The task: Which lines of the listing below contain the string "pale"? Locate each one and copy it out in full.

Data extract:

+ + + + +

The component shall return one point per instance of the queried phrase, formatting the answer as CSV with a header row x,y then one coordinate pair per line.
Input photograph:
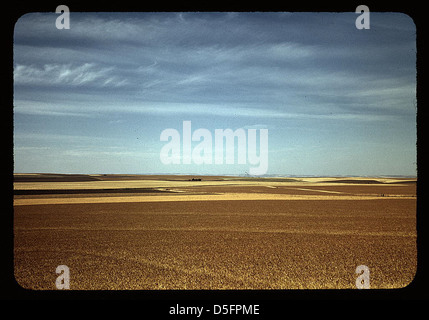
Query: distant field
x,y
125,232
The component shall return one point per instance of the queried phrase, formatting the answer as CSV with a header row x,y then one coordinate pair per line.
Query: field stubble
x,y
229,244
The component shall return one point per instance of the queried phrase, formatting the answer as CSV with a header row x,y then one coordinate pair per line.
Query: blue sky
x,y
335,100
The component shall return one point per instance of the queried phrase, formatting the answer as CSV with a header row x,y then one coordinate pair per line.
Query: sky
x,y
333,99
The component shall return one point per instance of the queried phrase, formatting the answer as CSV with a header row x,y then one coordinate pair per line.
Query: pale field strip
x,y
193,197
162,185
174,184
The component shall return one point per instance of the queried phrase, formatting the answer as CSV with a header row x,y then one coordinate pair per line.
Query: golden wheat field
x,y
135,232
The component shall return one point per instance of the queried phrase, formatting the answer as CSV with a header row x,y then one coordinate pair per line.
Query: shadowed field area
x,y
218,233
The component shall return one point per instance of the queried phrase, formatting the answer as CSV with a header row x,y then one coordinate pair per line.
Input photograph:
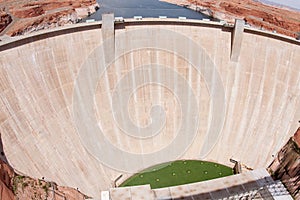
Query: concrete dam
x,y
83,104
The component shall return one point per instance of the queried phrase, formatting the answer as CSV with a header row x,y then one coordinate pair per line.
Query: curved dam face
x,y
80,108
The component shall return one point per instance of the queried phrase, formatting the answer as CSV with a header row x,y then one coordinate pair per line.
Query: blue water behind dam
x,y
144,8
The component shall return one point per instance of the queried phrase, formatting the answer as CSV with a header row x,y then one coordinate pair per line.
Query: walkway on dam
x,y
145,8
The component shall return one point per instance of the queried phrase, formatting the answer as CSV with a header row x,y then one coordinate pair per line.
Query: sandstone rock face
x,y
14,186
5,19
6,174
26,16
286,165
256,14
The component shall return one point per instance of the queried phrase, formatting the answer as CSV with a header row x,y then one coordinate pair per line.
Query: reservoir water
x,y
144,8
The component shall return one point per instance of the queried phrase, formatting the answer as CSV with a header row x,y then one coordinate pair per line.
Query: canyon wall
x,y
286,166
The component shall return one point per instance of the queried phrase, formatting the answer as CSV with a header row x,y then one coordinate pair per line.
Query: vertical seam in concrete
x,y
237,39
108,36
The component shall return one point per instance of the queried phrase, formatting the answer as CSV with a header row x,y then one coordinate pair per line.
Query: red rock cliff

+ + + + +

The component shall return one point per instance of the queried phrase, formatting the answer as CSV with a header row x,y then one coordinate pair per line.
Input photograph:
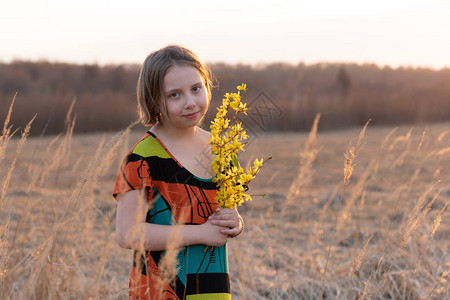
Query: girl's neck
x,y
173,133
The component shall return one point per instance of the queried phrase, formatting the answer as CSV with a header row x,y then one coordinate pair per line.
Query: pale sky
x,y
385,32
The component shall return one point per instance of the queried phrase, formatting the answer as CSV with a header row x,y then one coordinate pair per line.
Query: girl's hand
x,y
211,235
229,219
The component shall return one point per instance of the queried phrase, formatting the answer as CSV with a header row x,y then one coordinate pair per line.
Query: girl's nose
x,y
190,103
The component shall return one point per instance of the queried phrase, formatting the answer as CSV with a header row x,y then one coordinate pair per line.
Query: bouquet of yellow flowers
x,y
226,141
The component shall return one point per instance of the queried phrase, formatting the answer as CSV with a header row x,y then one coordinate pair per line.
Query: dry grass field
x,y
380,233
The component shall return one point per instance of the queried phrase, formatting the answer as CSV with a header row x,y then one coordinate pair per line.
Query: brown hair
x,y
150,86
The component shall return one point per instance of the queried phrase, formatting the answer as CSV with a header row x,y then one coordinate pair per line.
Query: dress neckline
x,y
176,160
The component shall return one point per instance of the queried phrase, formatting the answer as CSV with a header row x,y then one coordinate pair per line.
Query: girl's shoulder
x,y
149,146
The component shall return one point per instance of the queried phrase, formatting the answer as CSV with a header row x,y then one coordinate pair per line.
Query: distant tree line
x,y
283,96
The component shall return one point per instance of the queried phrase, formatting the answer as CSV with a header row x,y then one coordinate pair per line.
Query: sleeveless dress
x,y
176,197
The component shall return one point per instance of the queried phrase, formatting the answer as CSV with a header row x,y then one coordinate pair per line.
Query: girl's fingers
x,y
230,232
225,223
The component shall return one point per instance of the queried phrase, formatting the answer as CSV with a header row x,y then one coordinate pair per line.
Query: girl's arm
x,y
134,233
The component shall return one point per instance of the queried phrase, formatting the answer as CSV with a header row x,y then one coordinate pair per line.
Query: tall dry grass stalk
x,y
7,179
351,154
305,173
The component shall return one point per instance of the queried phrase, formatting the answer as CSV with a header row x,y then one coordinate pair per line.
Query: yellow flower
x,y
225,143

+ + + + +

Completed task:
Query: pale field strip
Query: pale sky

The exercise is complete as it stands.